Activities:
**1)** Reproduce the passage of the bathroom hygiene article between "Unhygienic_Bathroom" and "seven feet away.", inclusive.
**2)** In the bathroom hygiene article below, which part of the bathroom is named as the most unhygienic?
**3)** Write the next part of the bathroom hygiene article, picking up after its final sentence.

What’s the Most Unhygienic Thing I’m Doing in the Bathroom Without Realizing It?

Don’t worry, we realized it for you, and it’s definitely gross.

Unhygienic_Bathroom

People do so many unhygienic things in the bathroom that it’s honestly kind of hard to pick the worst. If you aren’t closing your shower curtain and liner after a shower, you’re trapping moisture in the folds, giving mold and bacteria a place to hang out. If you aren’t washing your bathmat regularly — and who does that? — all the water that drips off and falls into it turns the mat into bacteria condos.

And god forbid you ever, ever flush your toilet with the lid open, unless you want to spray an imperceptible but far too real mist of the water in the bowl in a six-foot radius around the toilet. Oh, if there’s anything else in the bowl when you flush? It gets sprayed, too. Hope you keep your toothbrush at least seven feet away.

However, the most unhygienic thing you do in your bathroom involves the most unhygienic part of the bathroom, which isn’t actually your toilet: It’s the sink. Yes, the place you use specifically to get clean after the toilet crime you just committed.

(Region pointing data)
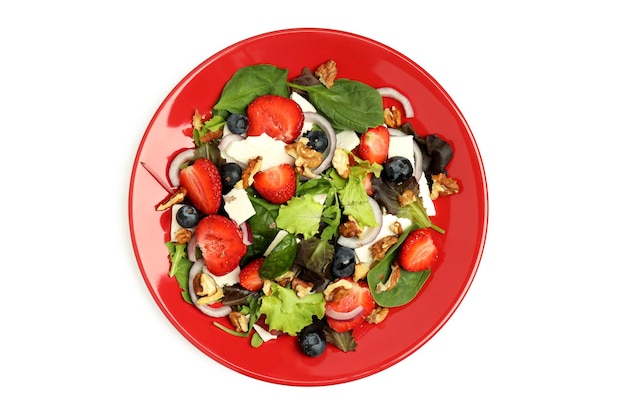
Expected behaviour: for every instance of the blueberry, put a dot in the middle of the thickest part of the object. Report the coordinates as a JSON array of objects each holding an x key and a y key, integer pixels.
[
  {"x": 317, "y": 140},
  {"x": 311, "y": 339},
  {"x": 188, "y": 216},
  {"x": 397, "y": 169},
  {"x": 237, "y": 123},
  {"x": 343, "y": 263},
  {"x": 230, "y": 173}
]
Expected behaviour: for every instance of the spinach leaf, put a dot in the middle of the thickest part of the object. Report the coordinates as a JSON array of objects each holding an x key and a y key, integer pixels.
[
  {"x": 262, "y": 225},
  {"x": 280, "y": 258},
  {"x": 407, "y": 287},
  {"x": 251, "y": 82},
  {"x": 348, "y": 104}
]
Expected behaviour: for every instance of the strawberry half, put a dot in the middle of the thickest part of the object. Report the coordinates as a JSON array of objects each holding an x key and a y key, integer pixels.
[
  {"x": 277, "y": 184},
  {"x": 279, "y": 117},
  {"x": 358, "y": 295},
  {"x": 249, "y": 277},
  {"x": 374, "y": 145},
  {"x": 418, "y": 252},
  {"x": 203, "y": 184},
  {"x": 221, "y": 242}
]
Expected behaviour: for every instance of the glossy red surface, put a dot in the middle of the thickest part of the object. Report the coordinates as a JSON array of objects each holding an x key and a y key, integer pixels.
[{"x": 463, "y": 216}]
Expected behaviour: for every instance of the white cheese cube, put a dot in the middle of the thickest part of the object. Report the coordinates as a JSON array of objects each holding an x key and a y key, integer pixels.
[
  {"x": 424, "y": 194},
  {"x": 347, "y": 139},
  {"x": 402, "y": 146},
  {"x": 271, "y": 150},
  {"x": 306, "y": 107},
  {"x": 238, "y": 205},
  {"x": 174, "y": 226},
  {"x": 231, "y": 278}
]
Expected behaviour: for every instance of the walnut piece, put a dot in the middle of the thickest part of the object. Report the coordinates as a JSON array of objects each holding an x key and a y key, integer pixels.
[
  {"x": 183, "y": 235},
  {"x": 393, "y": 279},
  {"x": 350, "y": 228},
  {"x": 337, "y": 290},
  {"x": 341, "y": 163},
  {"x": 406, "y": 198},
  {"x": 377, "y": 315},
  {"x": 380, "y": 248},
  {"x": 443, "y": 186},
  {"x": 248, "y": 173},
  {"x": 206, "y": 289},
  {"x": 304, "y": 155},
  {"x": 360, "y": 271},
  {"x": 239, "y": 321},
  {"x": 177, "y": 197},
  {"x": 393, "y": 117},
  {"x": 327, "y": 72},
  {"x": 301, "y": 287}
]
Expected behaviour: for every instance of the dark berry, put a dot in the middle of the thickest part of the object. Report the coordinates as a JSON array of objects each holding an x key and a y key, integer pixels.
[
  {"x": 230, "y": 173},
  {"x": 317, "y": 140},
  {"x": 343, "y": 263},
  {"x": 237, "y": 123},
  {"x": 397, "y": 169},
  {"x": 311, "y": 339},
  {"x": 187, "y": 216}
]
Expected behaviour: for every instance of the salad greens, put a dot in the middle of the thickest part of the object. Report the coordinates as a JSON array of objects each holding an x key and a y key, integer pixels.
[{"x": 312, "y": 217}]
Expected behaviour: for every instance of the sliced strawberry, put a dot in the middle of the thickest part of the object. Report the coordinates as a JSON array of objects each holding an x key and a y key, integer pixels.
[
  {"x": 203, "y": 185},
  {"x": 249, "y": 277},
  {"x": 221, "y": 242},
  {"x": 279, "y": 117},
  {"x": 418, "y": 252},
  {"x": 358, "y": 295},
  {"x": 374, "y": 145},
  {"x": 277, "y": 184}
]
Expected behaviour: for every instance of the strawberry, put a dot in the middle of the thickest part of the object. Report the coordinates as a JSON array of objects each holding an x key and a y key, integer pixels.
[
  {"x": 358, "y": 295},
  {"x": 418, "y": 252},
  {"x": 249, "y": 277},
  {"x": 279, "y": 117},
  {"x": 203, "y": 184},
  {"x": 374, "y": 145},
  {"x": 221, "y": 242},
  {"x": 277, "y": 184}
]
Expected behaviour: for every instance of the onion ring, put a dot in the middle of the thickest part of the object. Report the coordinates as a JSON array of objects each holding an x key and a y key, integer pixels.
[
  {"x": 396, "y": 95},
  {"x": 173, "y": 172},
  {"x": 348, "y": 315},
  {"x": 369, "y": 233},
  {"x": 209, "y": 311},
  {"x": 325, "y": 125}
]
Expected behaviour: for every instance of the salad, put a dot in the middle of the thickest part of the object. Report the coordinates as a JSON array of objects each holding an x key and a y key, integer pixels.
[{"x": 303, "y": 207}]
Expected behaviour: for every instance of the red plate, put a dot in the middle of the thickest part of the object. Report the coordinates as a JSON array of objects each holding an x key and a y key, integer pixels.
[{"x": 463, "y": 216}]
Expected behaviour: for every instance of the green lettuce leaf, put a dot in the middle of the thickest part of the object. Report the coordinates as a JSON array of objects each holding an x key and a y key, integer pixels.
[
  {"x": 301, "y": 215},
  {"x": 355, "y": 203},
  {"x": 286, "y": 312},
  {"x": 180, "y": 267}
]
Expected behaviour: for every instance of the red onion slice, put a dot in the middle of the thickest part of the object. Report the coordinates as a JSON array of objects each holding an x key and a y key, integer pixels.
[
  {"x": 209, "y": 311},
  {"x": 396, "y": 95},
  {"x": 247, "y": 233},
  {"x": 348, "y": 315},
  {"x": 191, "y": 248},
  {"x": 419, "y": 161},
  {"x": 325, "y": 125},
  {"x": 173, "y": 173},
  {"x": 369, "y": 233}
]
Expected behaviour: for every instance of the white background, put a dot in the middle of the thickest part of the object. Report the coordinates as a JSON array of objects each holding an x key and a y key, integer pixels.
[{"x": 541, "y": 331}]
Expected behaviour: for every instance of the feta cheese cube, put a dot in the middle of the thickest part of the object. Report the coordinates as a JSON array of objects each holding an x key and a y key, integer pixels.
[
  {"x": 271, "y": 150},
  {"x": 238, "y": 205},
  {"x": 347, "y": 139}
]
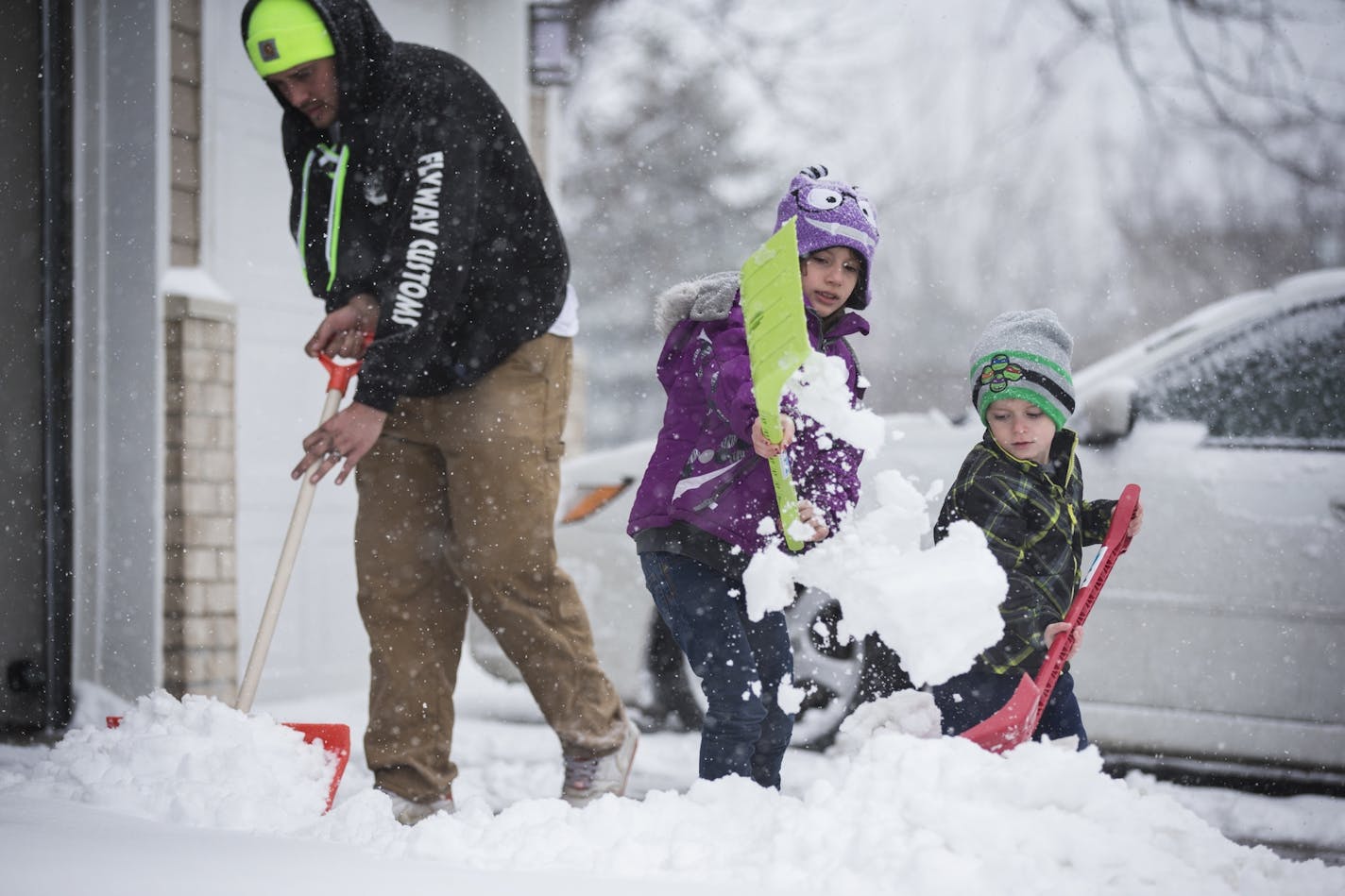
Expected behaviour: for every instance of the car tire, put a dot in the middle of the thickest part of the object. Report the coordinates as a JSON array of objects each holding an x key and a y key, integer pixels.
[
  {"x": 836, "y": 676},
  {"x": 675, "y": 697},
  {"x": 827, "y": 668}
]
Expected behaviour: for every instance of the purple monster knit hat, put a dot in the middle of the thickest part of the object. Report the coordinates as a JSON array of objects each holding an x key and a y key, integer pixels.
[{"x": 831, "y": 212}]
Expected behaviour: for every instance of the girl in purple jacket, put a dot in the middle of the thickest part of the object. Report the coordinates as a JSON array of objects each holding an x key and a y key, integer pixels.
[{"x": 705, "y": 505}]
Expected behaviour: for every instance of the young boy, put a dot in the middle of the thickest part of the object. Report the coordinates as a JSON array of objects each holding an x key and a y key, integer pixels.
[
  {"x": 1024, "y": 487},
  {"x": 698, "y": 515}
]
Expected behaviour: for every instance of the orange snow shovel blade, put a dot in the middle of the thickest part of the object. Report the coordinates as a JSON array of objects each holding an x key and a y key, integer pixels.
[
  {"x": 1017, "y": 720},
  {"x": 332, "y": 737}
]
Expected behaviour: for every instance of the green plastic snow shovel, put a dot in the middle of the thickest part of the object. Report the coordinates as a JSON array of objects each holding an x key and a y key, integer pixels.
[{"x": 777, "y": 345}]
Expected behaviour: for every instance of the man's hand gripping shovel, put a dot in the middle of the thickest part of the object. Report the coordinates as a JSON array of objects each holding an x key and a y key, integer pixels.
[
  {"x": 777, "y": 345},
  {"x": 1017, "y": 720},
  {"x": 332, "y": 736}
]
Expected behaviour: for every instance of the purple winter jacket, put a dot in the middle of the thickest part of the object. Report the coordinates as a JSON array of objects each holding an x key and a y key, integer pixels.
[{"x": 704, "y": 471}]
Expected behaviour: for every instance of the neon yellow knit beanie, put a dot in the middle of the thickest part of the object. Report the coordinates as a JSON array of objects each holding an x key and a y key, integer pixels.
[{"x": 282, "y": 34}]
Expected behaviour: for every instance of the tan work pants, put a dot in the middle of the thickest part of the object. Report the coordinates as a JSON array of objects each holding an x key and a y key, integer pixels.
[{"x": 456, "y": 506}]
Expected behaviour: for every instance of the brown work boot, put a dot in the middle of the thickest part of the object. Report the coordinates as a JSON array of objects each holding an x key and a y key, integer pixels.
[
  {"x": 409, "y": 811},
  {"x": 589, "y": 778}
]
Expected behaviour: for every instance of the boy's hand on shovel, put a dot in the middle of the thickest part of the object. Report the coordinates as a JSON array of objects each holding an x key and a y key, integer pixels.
[
  {"x": 1063, "y": 629},
  {"x": 342, "y": 440}
]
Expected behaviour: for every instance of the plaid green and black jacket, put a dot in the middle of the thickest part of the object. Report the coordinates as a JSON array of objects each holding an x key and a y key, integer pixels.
[{"x": 1036, "y": 524}]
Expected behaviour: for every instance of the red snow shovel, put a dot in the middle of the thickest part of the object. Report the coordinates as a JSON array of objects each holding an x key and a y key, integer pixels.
[
  {"x": 1017, "y": 720},
  {"x": 332, "y": 736}
]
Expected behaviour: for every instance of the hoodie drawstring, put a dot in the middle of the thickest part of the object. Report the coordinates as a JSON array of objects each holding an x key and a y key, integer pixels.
[{"x": 340, "y": 159}]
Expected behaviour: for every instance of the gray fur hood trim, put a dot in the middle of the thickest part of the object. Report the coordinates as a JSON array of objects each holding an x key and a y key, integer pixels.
[{"x": 707, "y": 297}]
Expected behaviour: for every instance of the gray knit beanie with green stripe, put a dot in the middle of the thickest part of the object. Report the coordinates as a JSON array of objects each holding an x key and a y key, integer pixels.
[{"x": 1024, "y": 354}]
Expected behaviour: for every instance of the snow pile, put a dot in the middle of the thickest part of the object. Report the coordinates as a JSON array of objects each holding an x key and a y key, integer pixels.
[
  {"x": 936, "y": 608},
  {"x": 196, "y": 762},
  {"x": 931, "y": 816}
]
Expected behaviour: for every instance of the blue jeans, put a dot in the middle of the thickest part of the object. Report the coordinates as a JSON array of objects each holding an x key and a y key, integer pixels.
[
  {"x": 974, "y": 696},
  {"x": 740, "y": 664}
]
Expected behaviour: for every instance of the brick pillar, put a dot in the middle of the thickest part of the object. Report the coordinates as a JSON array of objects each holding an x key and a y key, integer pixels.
[{"x": 200, "y": 582}]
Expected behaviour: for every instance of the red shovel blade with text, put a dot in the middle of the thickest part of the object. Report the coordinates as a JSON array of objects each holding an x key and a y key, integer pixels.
[{"x": 1017, "y": 720}]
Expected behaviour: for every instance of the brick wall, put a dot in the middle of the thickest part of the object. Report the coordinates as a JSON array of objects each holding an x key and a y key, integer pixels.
[{"x": 200, "y": 582}]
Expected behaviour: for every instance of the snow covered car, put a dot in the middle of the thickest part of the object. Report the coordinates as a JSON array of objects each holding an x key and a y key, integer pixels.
[{"x": 1217, "y": 643}]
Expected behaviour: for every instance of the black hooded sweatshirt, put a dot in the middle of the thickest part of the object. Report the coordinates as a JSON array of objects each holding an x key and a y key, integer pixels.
[{"x": 441, "y": 215}]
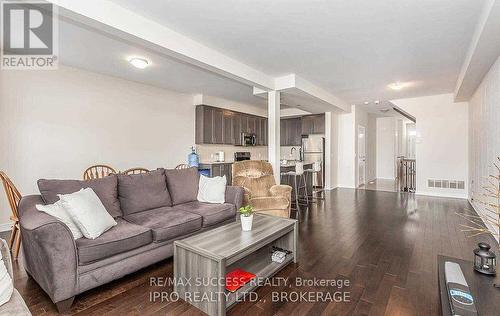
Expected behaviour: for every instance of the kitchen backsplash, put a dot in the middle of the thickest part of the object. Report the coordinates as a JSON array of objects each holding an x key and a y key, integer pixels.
[
  {"x": 207, "y": 152},
  {"x": 287, "y": 153}
]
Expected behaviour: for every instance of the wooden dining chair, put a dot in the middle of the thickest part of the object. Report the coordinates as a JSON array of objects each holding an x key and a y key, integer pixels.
[
  {"x": 137, "y": 170},
  {"x": 13, "y": 197},
  {"x": 97, "y": 172}
]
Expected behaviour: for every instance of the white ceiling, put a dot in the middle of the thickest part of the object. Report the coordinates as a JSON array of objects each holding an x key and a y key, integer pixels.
[
  {"x": 85, "y": 48},
  {"x": 352, "y": 49}
]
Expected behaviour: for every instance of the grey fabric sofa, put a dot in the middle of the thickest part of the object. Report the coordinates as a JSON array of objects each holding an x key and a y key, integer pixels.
[
  {"x": 152, "y": 210},
  {"x": 16, "y": 304}
]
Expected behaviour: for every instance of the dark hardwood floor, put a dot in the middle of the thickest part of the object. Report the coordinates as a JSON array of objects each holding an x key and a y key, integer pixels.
[{"x": 386, "y": 244}]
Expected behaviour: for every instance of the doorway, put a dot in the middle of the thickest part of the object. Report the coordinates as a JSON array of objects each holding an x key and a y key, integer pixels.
[{"x": 361, "y": 155}]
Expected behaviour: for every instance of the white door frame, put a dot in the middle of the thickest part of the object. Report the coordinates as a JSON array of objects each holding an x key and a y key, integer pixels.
[{"x": 361, "y": 161}]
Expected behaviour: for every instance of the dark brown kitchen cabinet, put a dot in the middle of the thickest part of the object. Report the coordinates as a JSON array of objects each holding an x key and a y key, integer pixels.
[
  {"x": 261, "y": 131},
  {"x": 252, "y": 124},
  {"x": 204, "y": 125},
  {"x": 218, "y": 127},
  {"x": 236, "y": 128},
  {"x": 221, "y": 126},
  {"x": 218, "y": 169},
  {"x": 313, "y": 124},
  {"x": 228, "y": 118},
  {"x": 290, "y": 132},
  {"x": 283, "y": 139}
]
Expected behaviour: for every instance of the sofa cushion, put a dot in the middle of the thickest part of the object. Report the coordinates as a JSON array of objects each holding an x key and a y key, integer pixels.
[
  {"x": 182, "y": 184},
  {"x": 106, "y": 189},
  {"x": 140, "y": 192},
  {"x": 212, "y": 213},
  {"x": 123, "y": 237},
  {"x": 167, "y": 223}
]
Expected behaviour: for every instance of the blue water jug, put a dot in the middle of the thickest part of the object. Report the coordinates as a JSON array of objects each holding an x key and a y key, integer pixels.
[{"x": 193, "y": 158}]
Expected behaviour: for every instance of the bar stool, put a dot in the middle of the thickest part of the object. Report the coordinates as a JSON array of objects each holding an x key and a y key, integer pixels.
[
  {"x": 298, "y": 177},
  {"x": 315, "y": 170}
]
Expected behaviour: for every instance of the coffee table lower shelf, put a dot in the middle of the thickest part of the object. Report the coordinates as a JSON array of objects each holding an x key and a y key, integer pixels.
[
  {"x": 263, "y": 272},
  {"x": 200, "y": 272}
]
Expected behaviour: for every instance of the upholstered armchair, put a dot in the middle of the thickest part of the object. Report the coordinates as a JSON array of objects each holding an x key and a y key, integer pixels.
[{"x": 261, "y": 191}]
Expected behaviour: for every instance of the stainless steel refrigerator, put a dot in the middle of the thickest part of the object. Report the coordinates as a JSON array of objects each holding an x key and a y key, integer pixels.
[{"x": 313, "y": 149}]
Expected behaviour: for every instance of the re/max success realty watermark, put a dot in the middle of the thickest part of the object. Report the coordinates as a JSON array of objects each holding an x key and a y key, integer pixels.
[
  {"x": 294, "y": 290},
  {"x": 29, "y": 35}
]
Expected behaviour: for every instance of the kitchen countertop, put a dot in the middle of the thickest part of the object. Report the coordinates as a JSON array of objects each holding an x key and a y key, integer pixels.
[{"x": 293, "y": 163}]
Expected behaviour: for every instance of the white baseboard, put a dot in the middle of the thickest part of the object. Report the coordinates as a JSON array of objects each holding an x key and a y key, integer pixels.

Exercise responses:
**1)**
Unhygienic_Bathroom

People do so many unhygienic things in the bathroom that it’s honestly kind of hard to pick the worst. If you aren’t closing your shower curtain and liner after a shower, you’re trapping moisture in the folds, giving mold and bacteria a place to hang out. If you aren’t washing your bathmat regularly — and who does that? — all the water that drips off and falls into it turns the mat into bacteria condos.

And god forbid you ever, ever flush your toilet with the lid open, unless you want to spray an imperceptible but far too real mist of the water in the bowl in a six-foot radius around the toilet. Oh, if there’s anything else in the bowl when you flush? It gets sprayed, too. Hope you keep your toothbrush at least seven feet away.

**2)** The sink.

**3)**
“The sink basin is probably the germiest surface in the home,” says Jason “The Germ Guy” Tetro, author of The Germ Files and host of the Super Awesome Science Show. It’s where the dirt that you’re washing off goes, after all. It’s where you spit out your toothpaste. It might be within six feet of your toilet, you monster. And don’t think your faucet is safe — after all, you have to turn on the faucet before you can get your hands clean, so you’re passing on gross stuff there, too. The sink is an overall disaster if you don’t clean it regularly, which is why the most unhygienic thing you’re doing in the bathroom is…

“Washing masks in the sink might be the winner,” says Tetro. “If you wash your mask there, you might be killing the virus, but increasing the risk of picking up a bacterium that could lead to infection.” Bacteria that you will soon be applying directly onto your face when you put the mask back on.

Disinfect your sink before you wash your mask,” he warns. “But throwing it in the laundry is one of the better ways. That means a hot water run at least once every few weeks.”

I bet you’re not doing that either, you dirty, dirty boy.